-- Start of DATA EXCERPTS --
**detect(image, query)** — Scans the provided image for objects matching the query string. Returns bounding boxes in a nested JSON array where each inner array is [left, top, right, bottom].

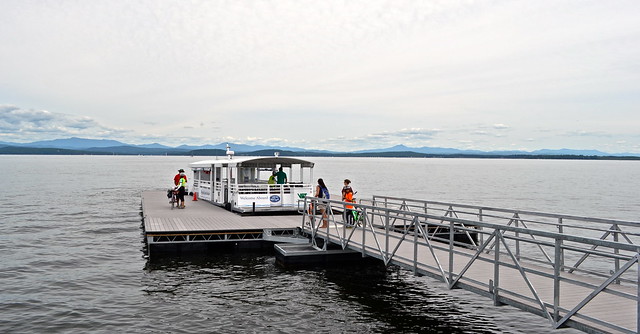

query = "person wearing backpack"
[[342, 179, 355, 226], [315, 179, 331, 228]]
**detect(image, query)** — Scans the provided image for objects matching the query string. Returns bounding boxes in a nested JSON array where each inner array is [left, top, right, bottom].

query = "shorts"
[[178, 187, 185, 202]]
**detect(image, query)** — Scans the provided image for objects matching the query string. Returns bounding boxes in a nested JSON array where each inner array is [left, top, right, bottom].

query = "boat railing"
[[231, 183, 312, 194], [302, 196, 640, 332]]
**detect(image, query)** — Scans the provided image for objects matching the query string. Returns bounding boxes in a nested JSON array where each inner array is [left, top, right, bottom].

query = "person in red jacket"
[[173, 168, 187, 186]]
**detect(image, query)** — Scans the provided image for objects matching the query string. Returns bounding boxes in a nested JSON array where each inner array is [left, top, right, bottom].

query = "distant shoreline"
[[0, 146, 640, 161]]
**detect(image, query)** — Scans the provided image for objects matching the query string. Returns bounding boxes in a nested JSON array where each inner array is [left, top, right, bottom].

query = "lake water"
[[0, 156, 640, 333]]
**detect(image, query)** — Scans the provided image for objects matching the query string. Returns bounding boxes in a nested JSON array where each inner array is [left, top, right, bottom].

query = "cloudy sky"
[[0, 0, 640, 153]]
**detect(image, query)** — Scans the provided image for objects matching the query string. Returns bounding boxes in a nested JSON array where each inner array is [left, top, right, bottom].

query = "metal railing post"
[[556, 217, 564, 272], [553, 238, 563, 322], [362, 208, 367, 257], [449, 221, 454, 288], [384, 210, 391, 258], [493, 229, 500, 306], [413, 217, 420, 275], [516, 216, 524, 261], [478, 208, 484, 245], [612, 224, 620, 284]]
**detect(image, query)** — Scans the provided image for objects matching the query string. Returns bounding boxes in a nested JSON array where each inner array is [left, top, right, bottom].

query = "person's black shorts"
[[178, 187, 185, 201]]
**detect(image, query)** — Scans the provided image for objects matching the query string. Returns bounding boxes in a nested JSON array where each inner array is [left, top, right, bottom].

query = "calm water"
[[0, 156, 640, 333]]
-- End of DATA EXCERPTS --
**WRITTEN EXERCISE:** Reproduce the lines above from the start through the line containing "[[178, 187, 185, 202]]", requests included, and shift every bounding-box coordinate in the answers up by 60. Omit the pictures.

**REPLY:**
**detect(image, query)** — Scans the provided image for objects matching the query string. Returns bounding boxes in a nested JSON array where each inner array is [left, top, right, bottom].


query = "person wearing backpack"
[[402, 239, 415, 286], [375, 239, 391, 288]]
**detect(image, query)** — Scans the provided image for objects matching the query string. Returns bounding boxes in a nested JSON array where each inner array is [left, top, right, bottom].

query = "shorts"
[[238, 247, 245, 262]]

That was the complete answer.